● **Excerpt**:
Energy encryption

Steve Omohundro’s talk at today’s Singularity Summit made the case that a self-improving machine would be a rational economic actor, seeking to eliminate biases that get in the way of maximizing its utility function. Omohundro threw in one purely speculative method of self-preservation — “energy encryption” — by which he meant that an entity’s energy would be “encrypted” such that it could not be used by another entity that attacks in order to get access to more energy.

I note “energy encryption” here because it sounds neat but seems impossible and I can find no evidence of use in this way before Omohundro (there is a crypto library with the name).

The “seems impossible” part perhaps means the concept should not be mentioned again outside a science fantasy context, but I realized the concept could perhaps be used with artistic license to describe something that has evolved in a number of animals — prey that is poisonous, or tastes really bad. What’s the equivalent for the hypothetical in a dangerous part of the galaxy? A stock of antimatter?

I also found one of Omohundro’s other self-preservation strategies slightly funny in the context of this summit — a self-aware AI will (not should, but as a consequence of being a rational actor) protect its utility function (“duplicate it, replicate it, lock it in safe place”), for if the utility function changes, its actions make no sense. So, I guess the “most important question facing humanity” is taken care of. The question, posed by the Singularity Institute for Artificial Intelligence, organizer of the conference:

How can one make an AI system that modifies and improves itself, yet does not lose track of the top-level goals with which it was originally supplied?

● **Entries**:
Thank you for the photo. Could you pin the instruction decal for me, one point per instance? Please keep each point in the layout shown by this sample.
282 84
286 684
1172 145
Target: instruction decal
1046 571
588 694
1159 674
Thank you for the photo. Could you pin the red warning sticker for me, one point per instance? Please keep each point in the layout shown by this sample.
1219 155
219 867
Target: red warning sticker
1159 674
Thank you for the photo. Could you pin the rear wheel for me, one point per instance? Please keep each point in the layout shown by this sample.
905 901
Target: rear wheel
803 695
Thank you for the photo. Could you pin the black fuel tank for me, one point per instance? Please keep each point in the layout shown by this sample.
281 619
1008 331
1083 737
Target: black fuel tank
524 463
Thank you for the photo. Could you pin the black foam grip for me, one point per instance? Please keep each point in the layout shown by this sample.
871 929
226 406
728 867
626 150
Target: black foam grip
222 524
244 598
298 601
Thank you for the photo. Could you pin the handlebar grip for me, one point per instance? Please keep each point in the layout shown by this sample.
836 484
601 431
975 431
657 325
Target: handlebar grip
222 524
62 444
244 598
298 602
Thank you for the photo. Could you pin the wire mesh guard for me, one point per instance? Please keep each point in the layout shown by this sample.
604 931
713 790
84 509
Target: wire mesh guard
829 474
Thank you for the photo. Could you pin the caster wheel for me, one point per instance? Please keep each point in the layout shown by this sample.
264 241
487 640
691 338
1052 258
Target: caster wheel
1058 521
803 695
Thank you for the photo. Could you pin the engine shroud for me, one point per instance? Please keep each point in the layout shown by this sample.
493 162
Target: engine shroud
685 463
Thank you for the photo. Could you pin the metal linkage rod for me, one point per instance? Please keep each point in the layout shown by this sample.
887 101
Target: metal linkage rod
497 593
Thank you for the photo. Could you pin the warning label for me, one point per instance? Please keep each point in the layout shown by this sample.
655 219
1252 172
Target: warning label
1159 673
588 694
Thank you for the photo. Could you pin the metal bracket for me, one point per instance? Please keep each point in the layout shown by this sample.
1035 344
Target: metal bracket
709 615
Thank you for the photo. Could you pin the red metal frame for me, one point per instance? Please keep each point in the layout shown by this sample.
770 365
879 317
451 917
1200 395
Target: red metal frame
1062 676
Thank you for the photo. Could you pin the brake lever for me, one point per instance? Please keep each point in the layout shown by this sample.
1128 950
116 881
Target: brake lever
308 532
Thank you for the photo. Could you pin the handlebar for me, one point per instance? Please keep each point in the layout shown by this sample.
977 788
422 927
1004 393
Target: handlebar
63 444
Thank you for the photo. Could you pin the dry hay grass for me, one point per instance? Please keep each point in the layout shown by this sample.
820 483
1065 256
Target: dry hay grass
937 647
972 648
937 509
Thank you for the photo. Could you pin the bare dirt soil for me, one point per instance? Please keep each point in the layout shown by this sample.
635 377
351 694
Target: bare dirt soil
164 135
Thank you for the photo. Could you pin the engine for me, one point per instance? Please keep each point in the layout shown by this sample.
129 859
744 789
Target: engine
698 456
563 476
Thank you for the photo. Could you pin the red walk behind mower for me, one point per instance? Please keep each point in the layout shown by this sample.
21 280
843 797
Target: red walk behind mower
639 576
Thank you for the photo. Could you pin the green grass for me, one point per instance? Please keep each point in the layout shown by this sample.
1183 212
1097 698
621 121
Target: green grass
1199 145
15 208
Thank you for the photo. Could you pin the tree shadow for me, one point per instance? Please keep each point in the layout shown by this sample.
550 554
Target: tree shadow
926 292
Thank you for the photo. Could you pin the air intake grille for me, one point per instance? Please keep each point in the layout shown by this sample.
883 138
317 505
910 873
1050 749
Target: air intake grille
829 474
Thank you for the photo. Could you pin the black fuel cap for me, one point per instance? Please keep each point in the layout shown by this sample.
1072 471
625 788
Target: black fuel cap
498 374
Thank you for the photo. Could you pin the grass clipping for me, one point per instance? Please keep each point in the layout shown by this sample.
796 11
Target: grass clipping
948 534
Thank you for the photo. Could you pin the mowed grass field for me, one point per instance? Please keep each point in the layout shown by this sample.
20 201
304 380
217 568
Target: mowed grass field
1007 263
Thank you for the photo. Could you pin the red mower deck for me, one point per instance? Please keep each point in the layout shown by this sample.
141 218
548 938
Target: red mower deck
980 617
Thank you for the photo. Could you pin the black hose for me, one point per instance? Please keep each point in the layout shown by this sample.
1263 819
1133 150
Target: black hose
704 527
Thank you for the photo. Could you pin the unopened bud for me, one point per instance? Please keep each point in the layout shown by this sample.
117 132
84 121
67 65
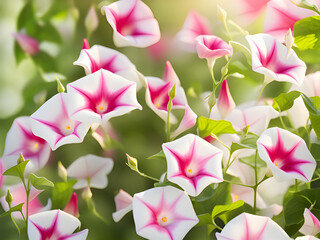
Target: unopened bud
132 162
20 159
9 198
86 193
222 14
62 171
60 87
289 40
172 92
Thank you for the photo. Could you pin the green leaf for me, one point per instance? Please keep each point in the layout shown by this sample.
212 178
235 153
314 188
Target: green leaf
160 155
313 106
17 208
40 183
285 100
238 47
61 193
17 170
208 126
307 34
223 209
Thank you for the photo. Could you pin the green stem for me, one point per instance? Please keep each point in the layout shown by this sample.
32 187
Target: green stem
256 183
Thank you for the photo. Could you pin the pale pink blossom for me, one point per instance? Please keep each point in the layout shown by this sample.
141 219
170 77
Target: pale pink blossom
281 15
100 96
157 93
188 121
99 57
311 225
133 23
72 206
21 140
193 163
194 26
211 48
52 123
18 193
163 213
54 224
248 226
286 154
269 57
28 44
123 202
90 170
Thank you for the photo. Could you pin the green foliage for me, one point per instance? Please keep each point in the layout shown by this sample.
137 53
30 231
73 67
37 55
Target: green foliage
40 183
306 33
61 193
17 170
17 208
208 126
285 100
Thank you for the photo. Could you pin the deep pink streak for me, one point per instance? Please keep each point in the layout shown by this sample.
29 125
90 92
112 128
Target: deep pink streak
286 156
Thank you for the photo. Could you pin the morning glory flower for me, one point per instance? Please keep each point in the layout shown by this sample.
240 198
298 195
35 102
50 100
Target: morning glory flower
282 15
193 163
211 48
28 44
21 140
100 96
269 57
133 23
163 213
157 93
18 193
249 226
52 123
311 225
123 202
54 224
194 26
98 57
90 170
286 154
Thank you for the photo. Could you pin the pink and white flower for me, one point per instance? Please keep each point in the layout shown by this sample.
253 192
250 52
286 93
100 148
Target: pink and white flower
157 93
100 57
123 202
281 15
28 44
133 23
18 193
54 224
211 48
269 57
163 213
72 206
90 171
249 226
286 154
20 139
52 123
311 224
100 96
194 26
193 163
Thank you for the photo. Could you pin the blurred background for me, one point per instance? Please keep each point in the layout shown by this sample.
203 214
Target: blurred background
26 82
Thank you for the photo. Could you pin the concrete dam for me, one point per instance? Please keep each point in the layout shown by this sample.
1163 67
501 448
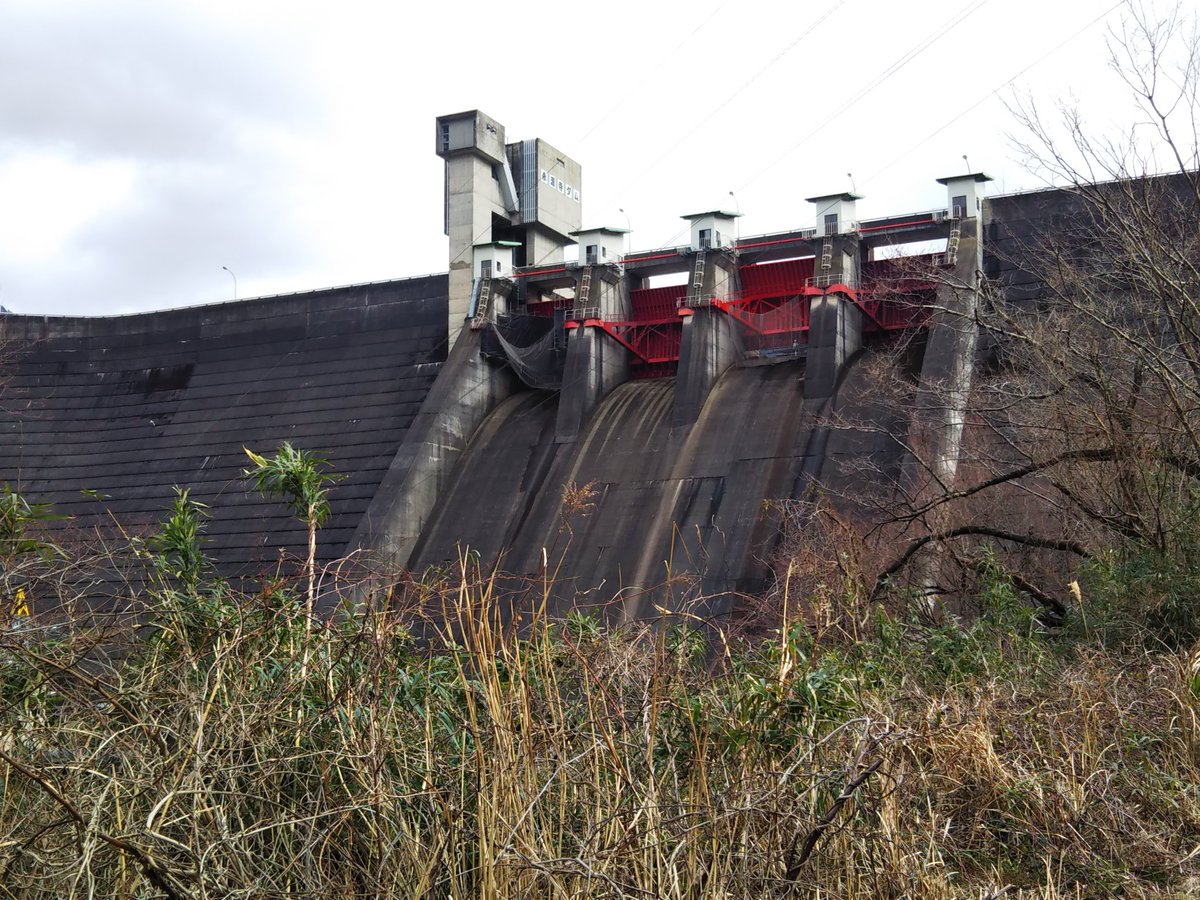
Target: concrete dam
625 418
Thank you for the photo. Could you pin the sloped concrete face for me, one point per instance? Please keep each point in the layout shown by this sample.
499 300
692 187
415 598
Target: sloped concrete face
671 514
129 407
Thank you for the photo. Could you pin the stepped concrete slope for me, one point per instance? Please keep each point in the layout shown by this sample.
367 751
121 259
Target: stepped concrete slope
688 420
129 407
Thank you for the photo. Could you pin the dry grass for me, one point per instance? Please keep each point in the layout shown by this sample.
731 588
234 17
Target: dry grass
227 751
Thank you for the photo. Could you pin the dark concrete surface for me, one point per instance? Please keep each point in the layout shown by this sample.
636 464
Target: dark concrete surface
132 406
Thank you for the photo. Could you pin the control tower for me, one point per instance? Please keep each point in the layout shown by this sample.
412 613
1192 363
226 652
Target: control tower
526 193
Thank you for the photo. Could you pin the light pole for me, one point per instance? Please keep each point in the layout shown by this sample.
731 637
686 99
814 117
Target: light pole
234 280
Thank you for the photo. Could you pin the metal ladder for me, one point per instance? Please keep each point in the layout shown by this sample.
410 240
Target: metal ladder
952 243
483 306
585 288
697 281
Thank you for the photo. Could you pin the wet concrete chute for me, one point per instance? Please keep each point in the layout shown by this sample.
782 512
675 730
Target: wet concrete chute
685 387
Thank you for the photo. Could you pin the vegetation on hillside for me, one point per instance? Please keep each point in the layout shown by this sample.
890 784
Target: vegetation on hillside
1039 737
214 743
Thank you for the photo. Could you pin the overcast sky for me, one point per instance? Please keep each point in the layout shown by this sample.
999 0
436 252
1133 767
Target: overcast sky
147 144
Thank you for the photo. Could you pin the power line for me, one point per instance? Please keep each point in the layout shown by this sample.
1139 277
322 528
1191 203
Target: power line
886 75
996 90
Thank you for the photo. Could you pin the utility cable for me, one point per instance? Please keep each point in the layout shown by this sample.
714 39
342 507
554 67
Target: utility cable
996 90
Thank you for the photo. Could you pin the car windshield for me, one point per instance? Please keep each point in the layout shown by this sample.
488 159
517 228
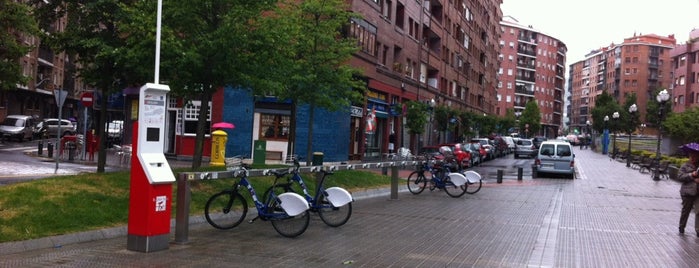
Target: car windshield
13 122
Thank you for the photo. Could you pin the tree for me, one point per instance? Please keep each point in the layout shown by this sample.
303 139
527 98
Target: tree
15 23
629 121
684 126
531 117
315 50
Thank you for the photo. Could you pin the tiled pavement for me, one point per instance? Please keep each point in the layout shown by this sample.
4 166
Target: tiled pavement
610 216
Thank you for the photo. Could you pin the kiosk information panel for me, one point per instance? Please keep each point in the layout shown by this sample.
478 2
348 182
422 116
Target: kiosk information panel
151 177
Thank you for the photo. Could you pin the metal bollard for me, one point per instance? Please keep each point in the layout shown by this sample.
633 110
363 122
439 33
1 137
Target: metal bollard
49 148
519 173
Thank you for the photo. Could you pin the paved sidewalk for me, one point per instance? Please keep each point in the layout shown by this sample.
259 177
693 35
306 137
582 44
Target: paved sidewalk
611 216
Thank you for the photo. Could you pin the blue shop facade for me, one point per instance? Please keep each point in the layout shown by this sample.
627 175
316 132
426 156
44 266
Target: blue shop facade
340 135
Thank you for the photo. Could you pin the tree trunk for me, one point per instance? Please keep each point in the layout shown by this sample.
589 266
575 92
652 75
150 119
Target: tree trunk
201 127
309 146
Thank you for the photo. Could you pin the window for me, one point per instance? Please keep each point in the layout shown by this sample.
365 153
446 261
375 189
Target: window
191 117
274 127
365 34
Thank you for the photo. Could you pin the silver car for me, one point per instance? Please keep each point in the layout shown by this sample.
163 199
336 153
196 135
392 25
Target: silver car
555 157
49 128
17 126
525 147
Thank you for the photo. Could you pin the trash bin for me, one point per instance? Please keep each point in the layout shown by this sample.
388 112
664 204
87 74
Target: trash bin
259 152
317 158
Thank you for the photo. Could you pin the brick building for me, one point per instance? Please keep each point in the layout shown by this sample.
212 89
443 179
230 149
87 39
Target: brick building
532 68
640 65
685 67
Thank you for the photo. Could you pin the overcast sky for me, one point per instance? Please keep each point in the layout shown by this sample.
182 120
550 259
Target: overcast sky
591 24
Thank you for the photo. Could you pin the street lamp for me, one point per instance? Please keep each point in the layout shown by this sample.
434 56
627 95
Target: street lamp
605 138
615 115
632 110
589 139
429 134
662 98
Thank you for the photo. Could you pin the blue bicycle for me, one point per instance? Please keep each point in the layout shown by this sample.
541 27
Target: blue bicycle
333 205
441 177
288 212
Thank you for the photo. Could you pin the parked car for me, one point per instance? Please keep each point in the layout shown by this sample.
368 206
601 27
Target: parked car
482 153
49 128
525 147
485 143
461 154
477 152
555 157
19 127
510 143
538 140
114 130
499 145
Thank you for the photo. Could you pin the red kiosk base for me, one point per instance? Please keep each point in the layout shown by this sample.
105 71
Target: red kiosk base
149 207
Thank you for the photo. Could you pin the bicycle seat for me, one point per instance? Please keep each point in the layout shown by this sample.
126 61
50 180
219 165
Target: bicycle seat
279 173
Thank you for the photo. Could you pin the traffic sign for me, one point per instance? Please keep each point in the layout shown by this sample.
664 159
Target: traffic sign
87 99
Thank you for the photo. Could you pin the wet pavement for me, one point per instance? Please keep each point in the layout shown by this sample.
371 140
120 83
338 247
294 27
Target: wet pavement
610 216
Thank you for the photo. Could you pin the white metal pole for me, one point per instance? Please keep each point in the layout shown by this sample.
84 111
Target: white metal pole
157 43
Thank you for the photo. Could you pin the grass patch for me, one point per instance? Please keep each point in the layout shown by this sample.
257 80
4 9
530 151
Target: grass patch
75 203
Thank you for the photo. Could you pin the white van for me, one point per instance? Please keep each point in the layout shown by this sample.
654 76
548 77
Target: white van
555 157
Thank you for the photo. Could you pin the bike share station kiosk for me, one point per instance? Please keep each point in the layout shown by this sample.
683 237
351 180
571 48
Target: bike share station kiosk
150 193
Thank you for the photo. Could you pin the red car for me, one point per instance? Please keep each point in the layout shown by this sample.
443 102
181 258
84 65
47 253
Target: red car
462 156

● **The tasks**:
A) Shorten the paragraph of the post on energy encryption that begins "Steve Omohundro’s talk at today’s Singularity Summit," keeping its main facts.
B) Pick up the post on energy encryption after its final sentence and keep writing.
The items are not needed for anything here.

● **Answers to the exercises**:
A) At today’s Singularity Summit, Steve Omohundro argued that a self-improving machine would act as a rational economic agent and work to remove biases that keep it from maximizing its utility function. He also offered one purely speculative means of self-preservation, “energy encryption.” In this scheme an entity’s energy is “encrypted” so that another entity attacking it for more energy could not use it.

B)
I suppose Omohundro did not intend this as a dig at his hosts (he is an advisor to SIAI) and that my interpretation is facile at best.

Addendum: Today Eliezer Yudkowsky said something like Omohundro is probably right about goal preservation, but current decision theory doesn’t work well with self-improving agents, and it is essentially Yudkowsky’s (SIAI) research program to develop a “reflective decision theory” such that one can prove that goals will be preserved. (This is my poor paraphrasing. He didn’t say the words “reflective decision theory”, but see hints in a description of SIAI research and a SL4 message.)

15 Responses

  1. […] Mike Linksvayer My opinions only. I do not represent any organization in this publication. « Energy encryption […]

  2. Gordon Mohr says:

    ‘Energy encryption’ is an odd way to describe the more general need of deterring energy theft. A simple energy-defense strategy would be a credible threat that you can and will destroy your energy store rather than let it be taken (even without any implication of poisoning the predator). “Live free or die.”

  3. Yes, ‘encryption’ is an odd description. The only way I can see it making more sense than destruction (preferably aimed at the attacker rather than just making resources unavailable) would be if a remnant can ‘decrypt’ the energy after the threat has passed, which is even more fantastical.

  4. I asked Ralph Merkle about energy encryption, and he says some energy could be stored in such a way that it can only be recovered via the decryption key, but there’s still a lot of energy that would be available to the attacker. For instance, the attacker could still gather up all the hydrogen atoms and use them for fusion. So the value of this defense is questionable.

  5. some energy could be stored in such a way that it can only be recovered via the decryption key

    How? Sounds interesting even if it isn’t a useful defense.

  6. Gordon Mohr says:

    Perhaps if you squint enough a booby-trapped energy store is ‘encrypted’ — if you provide the key to disable the trap, it’s usable; otherwise it dissipates/explodes.

    Hmm. And maybe if the key could be brute-forced, but only by spending more energy than it protects, the analogy would be even stronger.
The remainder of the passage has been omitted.